+++ Page excerpt +++

Thinking about filing for bankruptcy this October? These alternatives could make more sense.

6 days ago 2
Financial concept Bankruptcy is just one of many life rafts you can grab onto when you're drowning in debt. J Studios/Getty Images

For many households, the financial stress has been mounting over the last couple of years. Between today's high short-term borrowing costs, record-high credit card balances and the rising cost of living, many borrowers feel like they've hit a wall in terms of the flexibility in their budgets. And, as the debt issues mount, filing for bankruptcy can feel like the only path forward, as it offers a way to wipe the slate clean from unsecured debt. That's partially why so many people are considering it right now.

But filing for Chapter 7 or Chapter 13 bankruptcy is one of the most serious financial decisions you can make, and while it can be a path toward relief, it also comes with serious long-term consequences. A bankruptcy filing can stay on your credit report for up to 10 years, making it harder to borrow, buy a home or even secure certain jobs. That, in turn, can add a new layer of complexity to your finances.

That's why it's typically worth exploring the alternatives before committing to such a drastic step. And, in this economic climate, there are actually several debt relief strategies that could help you regain control without the lasting impact of bankruptcy.

Find out how you can get help with your high-rate debt today.

+++ Supplied data +++

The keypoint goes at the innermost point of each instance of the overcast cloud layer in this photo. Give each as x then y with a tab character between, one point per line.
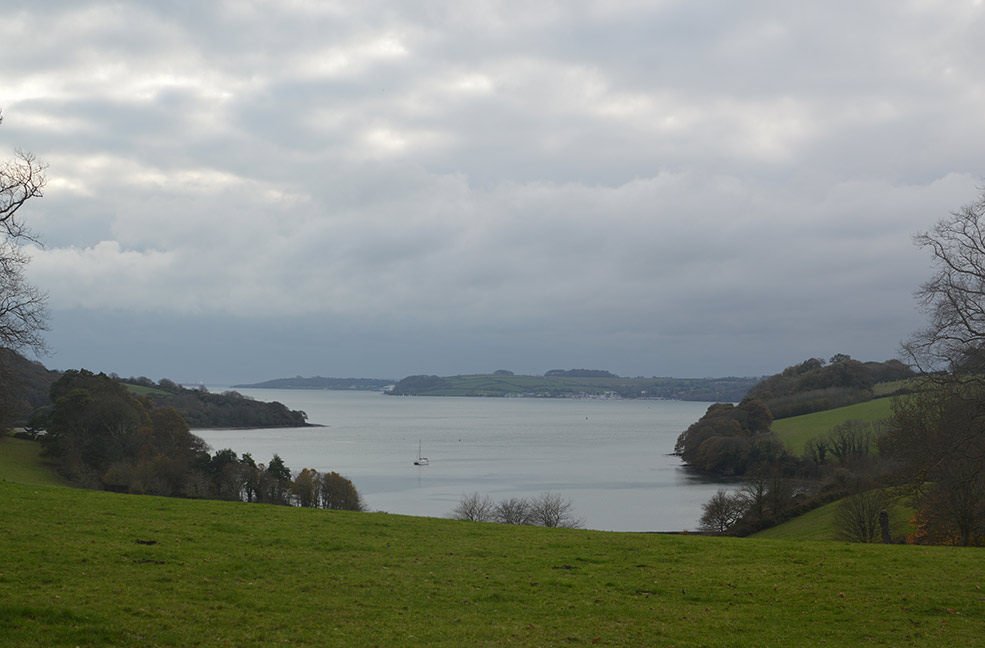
247	190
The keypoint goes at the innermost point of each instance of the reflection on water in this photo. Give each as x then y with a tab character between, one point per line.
611	458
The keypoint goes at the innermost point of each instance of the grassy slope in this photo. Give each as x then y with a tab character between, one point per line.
819	525
21	461
100	568
797	430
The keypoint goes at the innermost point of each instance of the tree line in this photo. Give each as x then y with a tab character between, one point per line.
104	437
929	455
547	510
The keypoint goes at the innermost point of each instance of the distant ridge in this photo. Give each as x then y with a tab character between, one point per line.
575	383
318	382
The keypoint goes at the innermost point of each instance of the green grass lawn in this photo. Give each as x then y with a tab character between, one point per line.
819	525
92	568
796	431
21	461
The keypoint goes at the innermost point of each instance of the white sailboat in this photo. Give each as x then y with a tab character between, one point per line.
420	461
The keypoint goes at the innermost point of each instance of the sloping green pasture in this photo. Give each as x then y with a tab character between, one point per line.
796	431
819	525
21	461
92	568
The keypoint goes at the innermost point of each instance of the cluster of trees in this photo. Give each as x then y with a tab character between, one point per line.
815	385
105	437
731	440
548	510
203	409
930	454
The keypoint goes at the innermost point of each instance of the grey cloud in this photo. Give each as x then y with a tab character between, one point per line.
697	189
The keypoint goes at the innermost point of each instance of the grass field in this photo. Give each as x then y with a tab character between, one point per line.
91	568
796	431
85	568
21	461
819	525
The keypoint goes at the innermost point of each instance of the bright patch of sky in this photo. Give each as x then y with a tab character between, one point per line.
246	190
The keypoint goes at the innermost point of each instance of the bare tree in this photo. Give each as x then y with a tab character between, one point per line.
474	508
954	297
721	511
515	510
23	313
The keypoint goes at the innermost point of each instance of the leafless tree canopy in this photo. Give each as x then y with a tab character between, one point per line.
954	297
23	313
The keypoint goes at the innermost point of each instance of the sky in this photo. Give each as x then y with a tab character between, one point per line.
246	190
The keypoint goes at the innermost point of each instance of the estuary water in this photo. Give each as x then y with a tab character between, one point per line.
611	458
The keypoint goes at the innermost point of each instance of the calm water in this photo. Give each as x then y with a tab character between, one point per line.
610	458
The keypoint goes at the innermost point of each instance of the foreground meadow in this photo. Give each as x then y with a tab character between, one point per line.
93	568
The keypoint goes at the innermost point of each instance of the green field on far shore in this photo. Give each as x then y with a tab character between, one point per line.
796	431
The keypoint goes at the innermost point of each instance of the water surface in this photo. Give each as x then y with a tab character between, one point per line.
611	458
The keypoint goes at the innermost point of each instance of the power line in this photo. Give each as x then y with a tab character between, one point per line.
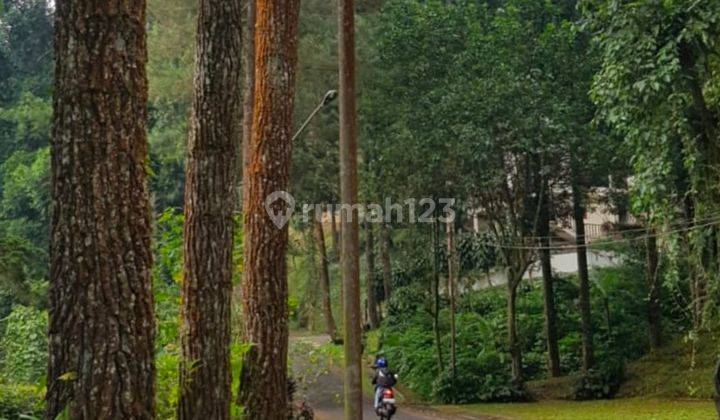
710	217
616	241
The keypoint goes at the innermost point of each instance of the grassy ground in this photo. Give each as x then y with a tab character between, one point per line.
679	370
631	408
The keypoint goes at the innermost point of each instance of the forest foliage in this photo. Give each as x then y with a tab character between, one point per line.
484	101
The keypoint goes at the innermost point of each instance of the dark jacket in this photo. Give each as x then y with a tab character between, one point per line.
384	377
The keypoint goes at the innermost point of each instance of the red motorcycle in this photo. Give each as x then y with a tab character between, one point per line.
387	404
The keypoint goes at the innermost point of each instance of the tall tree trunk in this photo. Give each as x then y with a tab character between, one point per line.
335	233
385	260
551	335
453	273
205	378
102	326
370	276
248	89
248	45
263	387
584	278
513	342
330	327
435	292
653	285
349	220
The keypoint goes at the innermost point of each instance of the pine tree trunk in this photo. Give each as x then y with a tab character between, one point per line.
350	256
551	335
453	273
263	387
370	275
584	279
513	342
435	292
330	327
335	233
209	204
385	260
248	89
102	327
653	285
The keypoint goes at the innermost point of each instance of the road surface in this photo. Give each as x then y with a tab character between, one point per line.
321	387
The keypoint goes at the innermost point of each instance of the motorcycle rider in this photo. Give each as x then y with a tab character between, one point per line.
383	378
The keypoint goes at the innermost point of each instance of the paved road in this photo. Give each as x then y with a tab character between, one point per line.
324	392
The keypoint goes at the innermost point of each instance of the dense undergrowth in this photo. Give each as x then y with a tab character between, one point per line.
406	338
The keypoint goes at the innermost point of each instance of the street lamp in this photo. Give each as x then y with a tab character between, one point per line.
329	97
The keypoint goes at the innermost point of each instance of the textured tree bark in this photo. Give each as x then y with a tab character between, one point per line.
330	327
350	256
453	272
263	387
385	260
435	292
653	285
205	378
551	336
102	327
335	233
513	342
248	89
584	279
370	275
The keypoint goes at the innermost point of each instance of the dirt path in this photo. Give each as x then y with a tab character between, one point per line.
321	386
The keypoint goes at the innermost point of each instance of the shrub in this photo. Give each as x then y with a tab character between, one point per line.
24	345
21	401
601	382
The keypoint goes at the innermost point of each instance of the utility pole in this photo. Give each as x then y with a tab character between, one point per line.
349	219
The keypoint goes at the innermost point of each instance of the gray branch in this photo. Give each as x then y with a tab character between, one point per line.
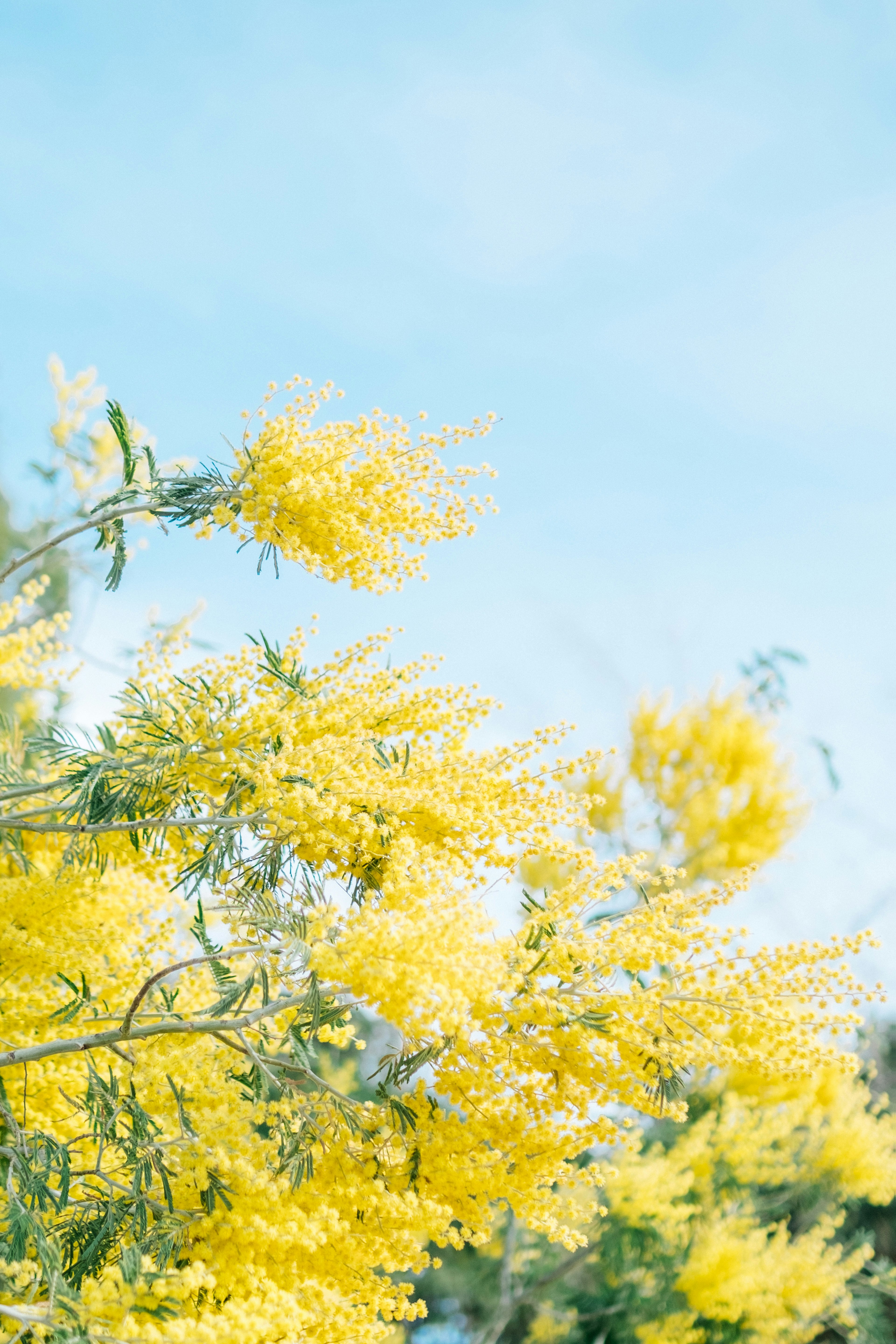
76	1045
97	521
139	824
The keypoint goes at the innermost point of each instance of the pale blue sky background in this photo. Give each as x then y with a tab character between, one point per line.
658	238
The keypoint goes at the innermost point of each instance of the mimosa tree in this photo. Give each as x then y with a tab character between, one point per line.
175	1163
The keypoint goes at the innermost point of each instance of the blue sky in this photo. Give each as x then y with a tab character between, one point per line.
656	238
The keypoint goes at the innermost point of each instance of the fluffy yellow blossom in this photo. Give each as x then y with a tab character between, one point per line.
347	498
726	799
28	650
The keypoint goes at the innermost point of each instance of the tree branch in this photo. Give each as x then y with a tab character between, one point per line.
97	521
14	823
168	971
77	1045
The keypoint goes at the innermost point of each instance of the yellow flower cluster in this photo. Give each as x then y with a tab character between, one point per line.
702	788
28	650
347	498
778	1287
724	798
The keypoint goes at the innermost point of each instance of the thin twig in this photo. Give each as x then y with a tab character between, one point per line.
77	1045
97	521
139	824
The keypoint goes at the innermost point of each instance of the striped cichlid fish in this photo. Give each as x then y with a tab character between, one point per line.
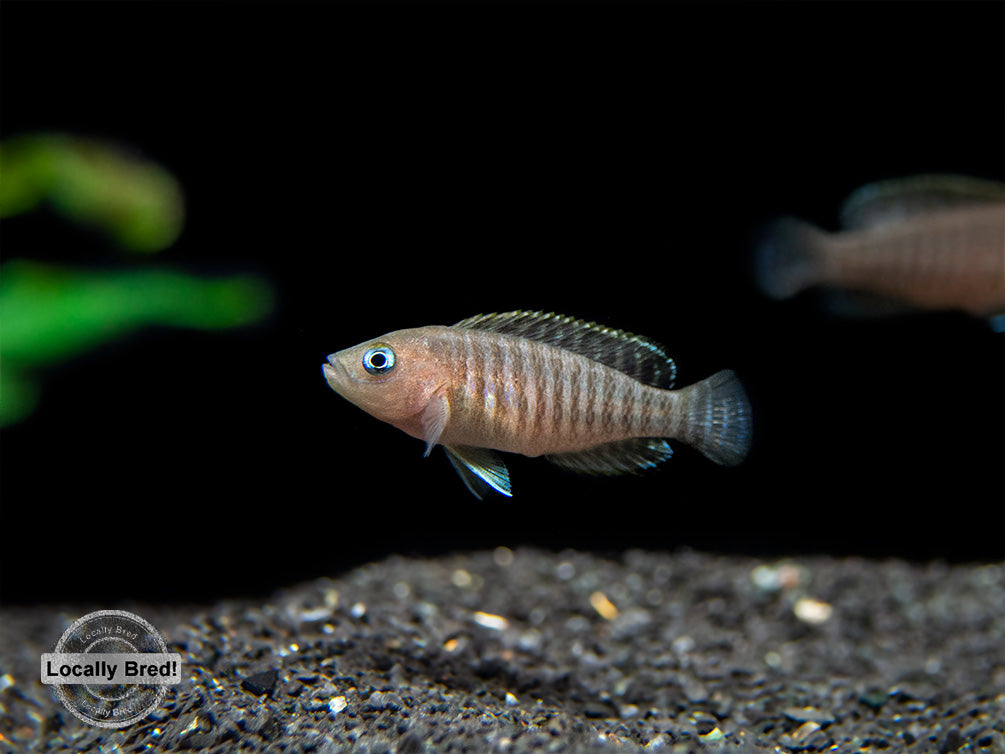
931	241
587	397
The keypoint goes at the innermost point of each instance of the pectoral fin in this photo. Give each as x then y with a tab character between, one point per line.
434	418
479	468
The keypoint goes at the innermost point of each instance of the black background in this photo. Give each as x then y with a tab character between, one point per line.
393	166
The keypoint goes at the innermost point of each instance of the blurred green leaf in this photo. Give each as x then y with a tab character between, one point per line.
101	184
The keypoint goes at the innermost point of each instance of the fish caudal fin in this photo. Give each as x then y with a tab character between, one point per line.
789	257
718	418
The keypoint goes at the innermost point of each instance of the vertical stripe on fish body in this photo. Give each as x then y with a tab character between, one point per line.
587	397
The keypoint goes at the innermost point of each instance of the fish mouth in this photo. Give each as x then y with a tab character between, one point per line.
335	373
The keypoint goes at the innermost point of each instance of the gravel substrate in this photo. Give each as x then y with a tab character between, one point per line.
530	650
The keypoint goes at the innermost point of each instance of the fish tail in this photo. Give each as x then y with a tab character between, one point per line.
718	418
789	257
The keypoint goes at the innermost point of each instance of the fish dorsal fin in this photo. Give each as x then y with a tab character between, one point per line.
898	199
635	356
622	456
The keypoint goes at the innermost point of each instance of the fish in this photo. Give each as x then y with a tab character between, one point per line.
586	397
924	242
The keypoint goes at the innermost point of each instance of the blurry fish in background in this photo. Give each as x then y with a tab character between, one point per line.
931	241
50	313
94	183
587	397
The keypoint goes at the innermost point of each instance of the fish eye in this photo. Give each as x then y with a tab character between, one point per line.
378	360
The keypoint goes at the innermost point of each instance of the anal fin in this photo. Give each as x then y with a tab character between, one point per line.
479	468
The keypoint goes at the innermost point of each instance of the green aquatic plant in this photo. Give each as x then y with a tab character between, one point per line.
52	313
98	184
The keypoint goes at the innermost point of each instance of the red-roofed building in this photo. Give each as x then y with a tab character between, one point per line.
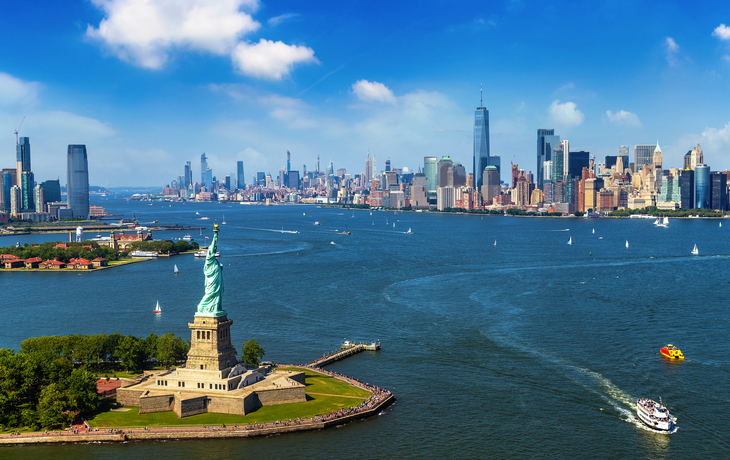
33	262
100	262
13	263
52	264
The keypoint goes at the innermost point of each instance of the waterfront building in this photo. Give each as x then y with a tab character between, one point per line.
703	188
430	169
204	170
240	177
687	185
77	181
643	155
696	157
491	187
546	142
718	183
481	143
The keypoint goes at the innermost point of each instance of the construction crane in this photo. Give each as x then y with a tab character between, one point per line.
17	130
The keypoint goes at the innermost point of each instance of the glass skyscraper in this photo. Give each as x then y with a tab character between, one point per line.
546	142
481	145
703	190
77	181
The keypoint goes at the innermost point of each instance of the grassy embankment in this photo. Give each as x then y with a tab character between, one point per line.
347	395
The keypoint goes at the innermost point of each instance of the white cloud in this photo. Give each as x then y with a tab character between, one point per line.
373	91
269	59
275	21
623	117
144	32
722	32
17	92
671	48
565	114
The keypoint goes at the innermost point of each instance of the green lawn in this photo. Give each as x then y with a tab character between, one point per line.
315	404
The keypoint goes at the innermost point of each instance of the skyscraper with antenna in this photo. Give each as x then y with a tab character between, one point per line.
481	141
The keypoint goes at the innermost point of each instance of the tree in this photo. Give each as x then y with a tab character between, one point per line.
252	353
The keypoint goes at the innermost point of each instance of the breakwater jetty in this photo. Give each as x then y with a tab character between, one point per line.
380	399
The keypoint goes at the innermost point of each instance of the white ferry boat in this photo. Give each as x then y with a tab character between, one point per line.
655	415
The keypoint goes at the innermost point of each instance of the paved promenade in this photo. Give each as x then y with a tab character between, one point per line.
379	399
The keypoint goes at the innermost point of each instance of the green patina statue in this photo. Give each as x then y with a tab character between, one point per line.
212	303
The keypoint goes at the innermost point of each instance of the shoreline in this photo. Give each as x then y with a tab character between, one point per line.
123	434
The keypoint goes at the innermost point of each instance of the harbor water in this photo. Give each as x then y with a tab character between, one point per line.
530	348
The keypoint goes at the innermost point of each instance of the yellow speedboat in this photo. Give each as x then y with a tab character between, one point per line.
671	352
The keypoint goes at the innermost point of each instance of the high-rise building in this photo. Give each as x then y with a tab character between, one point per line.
703	188
240	178
546	142
643	155
481	143
204	169
27	184
718	182
77	181
687	187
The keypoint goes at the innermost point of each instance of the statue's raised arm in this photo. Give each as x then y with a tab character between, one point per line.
212	302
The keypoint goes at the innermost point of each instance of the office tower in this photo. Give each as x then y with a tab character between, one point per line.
481	143
643	155
14	200
39	199
558	167
240	178
657	157
491	187
687	186
696	157
23	157
77	181
577	161
208	178
546	142
204	169
368	171
443	167
27	183
430	169
293	180
496	161
703	188
718	182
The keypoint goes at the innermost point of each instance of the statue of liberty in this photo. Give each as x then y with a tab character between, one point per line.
212	302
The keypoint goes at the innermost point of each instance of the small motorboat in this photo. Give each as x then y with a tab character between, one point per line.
655	415
671	352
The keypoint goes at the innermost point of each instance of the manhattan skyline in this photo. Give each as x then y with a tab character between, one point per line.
248	81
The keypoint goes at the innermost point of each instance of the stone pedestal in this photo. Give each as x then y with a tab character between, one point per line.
210	344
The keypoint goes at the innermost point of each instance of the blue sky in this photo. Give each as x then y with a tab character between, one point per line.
148	85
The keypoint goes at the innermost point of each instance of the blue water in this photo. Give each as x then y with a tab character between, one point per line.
530	348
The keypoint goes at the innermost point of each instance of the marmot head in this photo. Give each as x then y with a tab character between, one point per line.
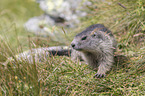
87	41
91	38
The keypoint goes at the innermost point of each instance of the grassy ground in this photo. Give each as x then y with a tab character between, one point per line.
61	76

+++

■ Objective A: According to the bankruptcy article, how long can a bankruptcy filing stay on your credit report?
■ Objective B: Write out everything from "For many households, the" down to "it right now." in the bankruptcy article, swapping "borrowers" for "consumers".

■ Expected answer A: Up to 10 years.

■ Expected answer B:
For many households, the financial stress has been mounting over the last couple of years. Between today's high short-term borrowing costs, record-high credit card balances and the rising cost of living, many consumers feel like they've hit a wall in terms of the flexibility in their budgets. And, as the debt issues mount, filing for bankruptcy can feel like the only path forward, as it offers a way to wipe the slate clean from unsecured debt. That's partially why so many people are considering it right now.